## TASK DESCRIPTION
Copy the post on Dimensions and Perforce starting with "Very complex schema, requires" and going on through "don't work correctly.", switching "Oracle" to "PostgreSQL".

## READING TEXT
++++

[p4] Serena Dimension and Perforce
Jeff Jensen
jeffjensen at upstairstechnology.com
Thu Aug 31 17:24:26 PDT 2006
Thanks Todd! I appreciated reading your info and experience.
-----Original Message-----
From: Zarnes, Todd [mailto:Todd_Zarnes at intuit.com]
Sent: Thursday, August 31, 2006 8:02 AM
To: Jeff Jensen; John-Mason P. Shackelford
Cc: perforce-user at perforce.com
Subject: RE: [p4] Serena Dimension and Perforce
I was a Dimensions PVCS administrator for 4 years and have been a Perforce
administrator for 2 years now. I value the 'right tool for the right job'
concept and not one SCM tool will fit every situation. As important of
course is the right resource for the task at hand.
Dimensions is a high end enterprise solution that delivers Version Control,
Change Management and decent attempts at Release Management right out of the
box. DEV normally complains about the overhead they encounter to perform
simple tasks, Managers love the features. From a GUI Workset (P4 Workspace)
you can add a Defect Ticket (Job x 10) and assign it to a targeted release.
Very complex schema, requires something substantial like an Oracle DB to
reside on and as pointed out, a little pricey. They make attempts to
interface with popular tools and IDE's but provide very little support when
they don't work correctly.

++++

## DATA EXTRACT
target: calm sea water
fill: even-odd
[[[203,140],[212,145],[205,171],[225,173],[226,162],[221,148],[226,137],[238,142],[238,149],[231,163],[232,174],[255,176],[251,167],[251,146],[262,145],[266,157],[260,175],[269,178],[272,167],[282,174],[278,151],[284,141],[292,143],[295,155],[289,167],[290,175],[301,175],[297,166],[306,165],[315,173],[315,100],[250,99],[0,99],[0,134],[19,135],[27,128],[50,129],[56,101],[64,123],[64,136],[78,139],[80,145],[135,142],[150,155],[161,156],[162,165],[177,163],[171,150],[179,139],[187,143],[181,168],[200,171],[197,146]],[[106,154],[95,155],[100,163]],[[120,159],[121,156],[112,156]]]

++++

## EXERCISE ANSWER
Very complex schema, requires something substantial like an PostgreSQL DB to
reside on and as pointed out, a little pricey. They make attempts to
interface with popular tools and IDE's but provide very little support when
they don't work correctly.